Beginning at the line that contains "Would you be able to mark the dealership" and ending at the last line of the entries, write out each line exactly; include nothing outside that span.

(Source records)
<<<<

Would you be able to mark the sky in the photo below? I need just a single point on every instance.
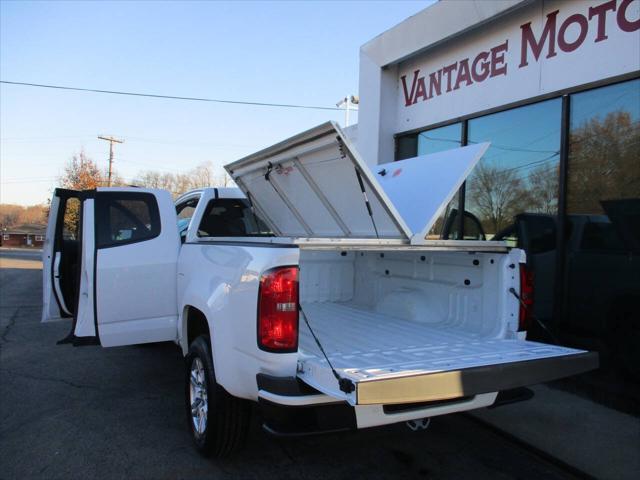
(278, 52)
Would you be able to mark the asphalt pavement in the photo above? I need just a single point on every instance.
(88, 412)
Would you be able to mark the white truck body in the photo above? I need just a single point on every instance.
(430, 327)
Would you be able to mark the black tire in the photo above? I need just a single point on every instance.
(227, 418)
(625, 339)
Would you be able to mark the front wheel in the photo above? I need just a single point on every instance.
(218, 421)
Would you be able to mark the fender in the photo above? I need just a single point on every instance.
(222, 280)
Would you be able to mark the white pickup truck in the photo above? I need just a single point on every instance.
(310, 290)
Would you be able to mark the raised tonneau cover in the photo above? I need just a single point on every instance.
(315, 186)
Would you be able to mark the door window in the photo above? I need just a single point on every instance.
(231, 217)
(184, 211)
(123, 218)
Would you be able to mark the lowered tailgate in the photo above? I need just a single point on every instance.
(387, 360)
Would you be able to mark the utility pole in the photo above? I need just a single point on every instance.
(111, 141)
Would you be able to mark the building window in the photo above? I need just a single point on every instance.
(603, 215)
(520, 171)
(603, 147)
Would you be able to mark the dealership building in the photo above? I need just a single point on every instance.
(555, 87)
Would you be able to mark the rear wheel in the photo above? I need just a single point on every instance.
(218, 421)
(625, 339)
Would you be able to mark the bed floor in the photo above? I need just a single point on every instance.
(365, 344)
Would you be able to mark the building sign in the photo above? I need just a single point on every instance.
(530, 53)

>>>>

FINISHED EXERCISE:
Would you be able to mark the dealership building in the photo above? I need just a single point on every instance.
(555, 87)
Would you be able to mark the rear wheel in the photo above? I need just a single point on every instance.
(218, 421)
(625, 339)
Would you be able to mark the bed floor in the photo above? I need just a single point on every instance.
(365, 344)
Would you be able to mark the building sign in the photo above? I need just a single point on every instance.
(530, 53)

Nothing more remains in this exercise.